Point labeling dataset excerpts -
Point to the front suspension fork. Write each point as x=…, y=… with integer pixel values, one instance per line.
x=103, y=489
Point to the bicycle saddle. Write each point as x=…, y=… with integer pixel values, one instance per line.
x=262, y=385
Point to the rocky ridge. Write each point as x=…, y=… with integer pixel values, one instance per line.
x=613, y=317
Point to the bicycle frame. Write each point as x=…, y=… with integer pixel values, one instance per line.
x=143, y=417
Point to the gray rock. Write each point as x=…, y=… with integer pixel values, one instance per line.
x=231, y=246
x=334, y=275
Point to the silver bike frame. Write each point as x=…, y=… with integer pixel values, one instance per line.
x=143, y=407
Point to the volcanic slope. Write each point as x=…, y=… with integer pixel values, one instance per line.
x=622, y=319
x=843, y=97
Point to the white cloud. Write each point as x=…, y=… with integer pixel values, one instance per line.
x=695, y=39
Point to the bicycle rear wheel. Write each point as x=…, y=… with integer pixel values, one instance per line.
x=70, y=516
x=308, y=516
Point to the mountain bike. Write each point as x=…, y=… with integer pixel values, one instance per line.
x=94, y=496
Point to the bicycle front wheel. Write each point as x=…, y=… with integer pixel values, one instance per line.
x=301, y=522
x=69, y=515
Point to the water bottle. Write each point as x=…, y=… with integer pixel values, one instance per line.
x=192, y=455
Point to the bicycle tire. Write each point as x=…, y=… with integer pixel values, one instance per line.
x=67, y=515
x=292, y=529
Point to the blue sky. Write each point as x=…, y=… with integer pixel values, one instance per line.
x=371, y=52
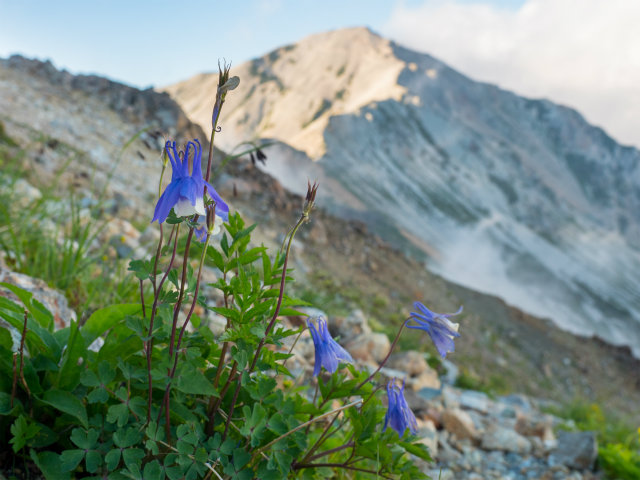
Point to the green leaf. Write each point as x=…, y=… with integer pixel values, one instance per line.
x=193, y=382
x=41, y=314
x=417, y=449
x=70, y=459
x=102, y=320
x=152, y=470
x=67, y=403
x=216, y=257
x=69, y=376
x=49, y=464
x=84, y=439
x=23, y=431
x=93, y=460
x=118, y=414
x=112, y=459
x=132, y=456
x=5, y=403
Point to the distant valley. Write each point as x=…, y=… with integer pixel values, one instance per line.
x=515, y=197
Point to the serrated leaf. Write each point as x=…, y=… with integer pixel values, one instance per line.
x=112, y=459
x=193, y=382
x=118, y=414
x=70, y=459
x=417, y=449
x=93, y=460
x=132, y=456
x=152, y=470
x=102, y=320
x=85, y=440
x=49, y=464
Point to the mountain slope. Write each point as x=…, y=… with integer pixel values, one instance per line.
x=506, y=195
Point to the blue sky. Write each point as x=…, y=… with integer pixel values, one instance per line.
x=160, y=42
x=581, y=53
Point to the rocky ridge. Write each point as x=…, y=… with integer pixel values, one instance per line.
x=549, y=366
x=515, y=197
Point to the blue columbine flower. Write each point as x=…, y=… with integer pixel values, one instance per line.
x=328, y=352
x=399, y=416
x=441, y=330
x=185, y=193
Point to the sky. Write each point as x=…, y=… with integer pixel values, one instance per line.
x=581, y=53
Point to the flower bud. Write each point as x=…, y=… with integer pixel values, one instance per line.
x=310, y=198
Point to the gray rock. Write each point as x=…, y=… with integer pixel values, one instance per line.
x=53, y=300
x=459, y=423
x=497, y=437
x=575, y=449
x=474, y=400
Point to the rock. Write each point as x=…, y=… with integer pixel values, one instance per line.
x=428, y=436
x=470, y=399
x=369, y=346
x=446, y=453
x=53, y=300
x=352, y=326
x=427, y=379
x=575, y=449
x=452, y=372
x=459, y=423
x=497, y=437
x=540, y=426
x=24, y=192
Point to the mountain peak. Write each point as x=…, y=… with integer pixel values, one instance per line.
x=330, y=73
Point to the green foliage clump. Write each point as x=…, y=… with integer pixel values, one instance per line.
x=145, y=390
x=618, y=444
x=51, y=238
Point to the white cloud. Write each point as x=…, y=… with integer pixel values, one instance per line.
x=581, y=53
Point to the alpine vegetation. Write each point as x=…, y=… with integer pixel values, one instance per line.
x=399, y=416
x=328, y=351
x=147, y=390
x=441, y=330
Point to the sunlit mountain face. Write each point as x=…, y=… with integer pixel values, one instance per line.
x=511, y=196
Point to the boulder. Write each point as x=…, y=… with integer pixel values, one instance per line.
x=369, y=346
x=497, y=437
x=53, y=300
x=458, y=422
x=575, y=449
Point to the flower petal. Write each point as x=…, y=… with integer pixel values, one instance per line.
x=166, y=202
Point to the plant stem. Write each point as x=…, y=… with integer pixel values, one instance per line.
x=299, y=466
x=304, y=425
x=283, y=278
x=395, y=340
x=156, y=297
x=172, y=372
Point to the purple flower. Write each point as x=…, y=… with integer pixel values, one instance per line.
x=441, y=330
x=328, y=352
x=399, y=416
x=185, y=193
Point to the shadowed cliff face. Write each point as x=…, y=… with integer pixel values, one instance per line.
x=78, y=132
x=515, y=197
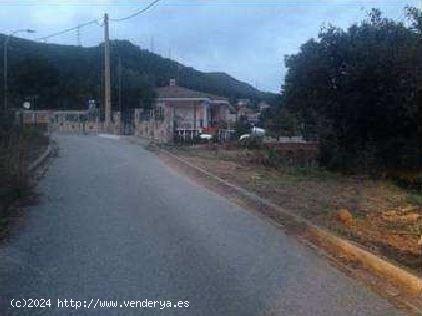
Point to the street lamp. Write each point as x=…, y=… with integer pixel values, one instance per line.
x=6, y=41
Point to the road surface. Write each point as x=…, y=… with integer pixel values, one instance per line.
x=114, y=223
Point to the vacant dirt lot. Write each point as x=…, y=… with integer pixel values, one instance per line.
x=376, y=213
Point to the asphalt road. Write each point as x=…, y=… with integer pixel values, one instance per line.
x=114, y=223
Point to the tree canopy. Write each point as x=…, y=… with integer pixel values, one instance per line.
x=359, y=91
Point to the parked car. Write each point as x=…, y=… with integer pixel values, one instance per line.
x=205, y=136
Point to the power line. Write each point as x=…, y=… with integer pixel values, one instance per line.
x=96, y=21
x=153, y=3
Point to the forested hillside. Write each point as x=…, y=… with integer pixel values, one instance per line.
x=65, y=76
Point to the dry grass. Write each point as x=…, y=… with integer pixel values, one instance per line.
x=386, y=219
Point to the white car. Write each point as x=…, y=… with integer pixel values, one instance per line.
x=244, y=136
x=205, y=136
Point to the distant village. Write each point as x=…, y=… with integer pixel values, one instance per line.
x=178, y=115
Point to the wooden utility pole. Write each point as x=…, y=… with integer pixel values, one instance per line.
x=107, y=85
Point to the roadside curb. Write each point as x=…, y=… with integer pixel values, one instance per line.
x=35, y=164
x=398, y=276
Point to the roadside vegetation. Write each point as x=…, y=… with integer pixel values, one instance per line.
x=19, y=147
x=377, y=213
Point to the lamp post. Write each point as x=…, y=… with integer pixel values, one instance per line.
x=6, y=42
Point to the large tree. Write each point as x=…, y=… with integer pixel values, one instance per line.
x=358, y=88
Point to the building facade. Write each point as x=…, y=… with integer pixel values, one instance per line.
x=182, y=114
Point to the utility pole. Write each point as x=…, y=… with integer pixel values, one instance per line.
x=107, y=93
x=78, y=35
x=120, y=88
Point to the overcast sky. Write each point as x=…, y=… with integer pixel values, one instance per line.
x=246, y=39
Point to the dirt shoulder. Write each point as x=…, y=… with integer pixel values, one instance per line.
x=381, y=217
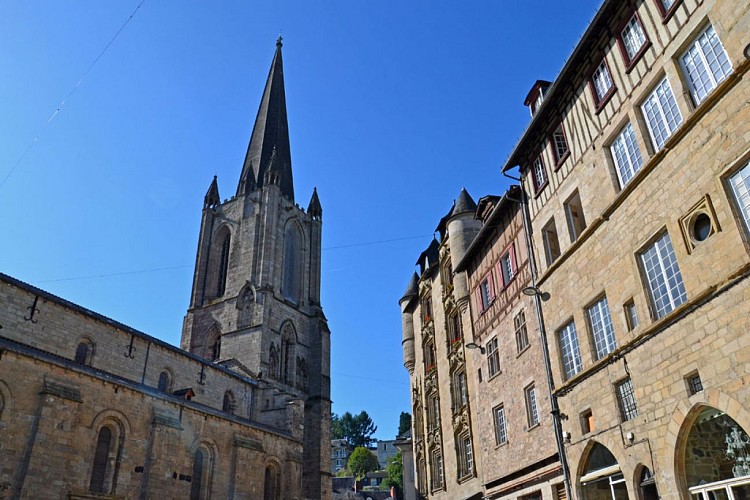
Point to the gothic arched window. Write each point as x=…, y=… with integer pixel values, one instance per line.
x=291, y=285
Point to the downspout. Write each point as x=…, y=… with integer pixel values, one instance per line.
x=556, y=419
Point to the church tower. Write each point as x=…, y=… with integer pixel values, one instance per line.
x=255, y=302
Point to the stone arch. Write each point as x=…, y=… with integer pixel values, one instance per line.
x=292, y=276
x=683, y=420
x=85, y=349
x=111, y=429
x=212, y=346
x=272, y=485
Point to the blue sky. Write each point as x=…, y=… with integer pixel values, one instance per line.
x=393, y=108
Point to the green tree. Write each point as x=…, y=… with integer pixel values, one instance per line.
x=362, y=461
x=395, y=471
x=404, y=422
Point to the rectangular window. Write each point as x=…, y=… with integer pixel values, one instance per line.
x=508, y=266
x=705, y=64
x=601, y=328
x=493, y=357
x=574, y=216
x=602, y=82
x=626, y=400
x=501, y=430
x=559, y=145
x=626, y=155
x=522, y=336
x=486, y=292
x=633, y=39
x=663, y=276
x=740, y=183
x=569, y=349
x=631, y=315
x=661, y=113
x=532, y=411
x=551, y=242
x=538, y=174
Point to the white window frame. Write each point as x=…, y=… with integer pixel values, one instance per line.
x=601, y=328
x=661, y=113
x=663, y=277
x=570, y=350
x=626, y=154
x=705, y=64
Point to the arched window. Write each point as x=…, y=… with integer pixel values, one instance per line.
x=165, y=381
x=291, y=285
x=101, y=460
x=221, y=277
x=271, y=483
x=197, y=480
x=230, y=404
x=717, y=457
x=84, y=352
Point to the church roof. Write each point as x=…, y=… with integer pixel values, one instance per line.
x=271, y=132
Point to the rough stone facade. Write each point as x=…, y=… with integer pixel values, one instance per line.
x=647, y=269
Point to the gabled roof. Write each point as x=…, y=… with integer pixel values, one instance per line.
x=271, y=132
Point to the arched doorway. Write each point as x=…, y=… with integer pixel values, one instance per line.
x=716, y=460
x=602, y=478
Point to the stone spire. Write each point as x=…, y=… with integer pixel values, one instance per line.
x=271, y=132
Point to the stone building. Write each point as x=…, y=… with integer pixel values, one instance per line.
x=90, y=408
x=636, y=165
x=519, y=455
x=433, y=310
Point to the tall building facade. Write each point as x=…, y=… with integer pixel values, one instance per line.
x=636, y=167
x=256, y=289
---
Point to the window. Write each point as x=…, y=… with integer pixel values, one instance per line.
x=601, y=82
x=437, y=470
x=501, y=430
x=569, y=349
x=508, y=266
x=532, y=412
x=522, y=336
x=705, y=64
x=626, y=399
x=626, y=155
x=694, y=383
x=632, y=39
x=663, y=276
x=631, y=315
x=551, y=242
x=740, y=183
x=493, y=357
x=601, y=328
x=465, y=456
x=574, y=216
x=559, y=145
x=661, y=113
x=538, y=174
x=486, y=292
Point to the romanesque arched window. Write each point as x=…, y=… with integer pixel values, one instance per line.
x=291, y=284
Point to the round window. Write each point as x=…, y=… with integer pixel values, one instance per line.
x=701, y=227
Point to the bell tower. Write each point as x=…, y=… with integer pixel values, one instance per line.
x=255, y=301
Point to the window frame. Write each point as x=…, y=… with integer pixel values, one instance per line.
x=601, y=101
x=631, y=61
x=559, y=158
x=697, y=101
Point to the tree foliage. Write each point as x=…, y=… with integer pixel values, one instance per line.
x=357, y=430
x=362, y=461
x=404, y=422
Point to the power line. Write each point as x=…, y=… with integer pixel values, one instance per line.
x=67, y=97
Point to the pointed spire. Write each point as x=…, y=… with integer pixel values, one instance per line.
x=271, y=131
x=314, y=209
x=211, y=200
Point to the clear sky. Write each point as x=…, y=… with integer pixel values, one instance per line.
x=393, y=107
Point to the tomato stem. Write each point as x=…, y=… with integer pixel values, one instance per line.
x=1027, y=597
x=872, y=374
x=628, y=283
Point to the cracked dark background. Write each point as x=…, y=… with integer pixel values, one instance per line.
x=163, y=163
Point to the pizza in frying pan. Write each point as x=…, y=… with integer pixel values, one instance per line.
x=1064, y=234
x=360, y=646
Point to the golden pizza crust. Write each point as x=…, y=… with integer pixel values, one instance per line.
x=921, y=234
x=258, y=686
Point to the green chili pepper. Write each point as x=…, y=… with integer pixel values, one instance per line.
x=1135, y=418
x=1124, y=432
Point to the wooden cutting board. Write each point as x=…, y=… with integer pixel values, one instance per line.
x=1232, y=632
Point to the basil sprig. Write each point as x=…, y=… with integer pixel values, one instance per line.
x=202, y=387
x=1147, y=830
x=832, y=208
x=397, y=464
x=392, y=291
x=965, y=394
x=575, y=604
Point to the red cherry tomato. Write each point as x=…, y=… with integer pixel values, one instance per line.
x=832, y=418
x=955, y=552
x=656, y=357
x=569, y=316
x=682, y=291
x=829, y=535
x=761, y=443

PROMPT -
Reproduce the material starting at the line containing "Point to the overcast" and ending at the line containing "x=381, y=217", with the requests included and 45 added to every coordinate value in the answers.

RESULT OF THIS EXERCISE -
Point to the overcast sky. Write each point as x=…, y=… with integer pixel values, one instance per line.
x=291, y=84
Point to the dirt shoulder. Write each point as x=…, y=… with integer pixel values, one instance per line.
x=426, y=262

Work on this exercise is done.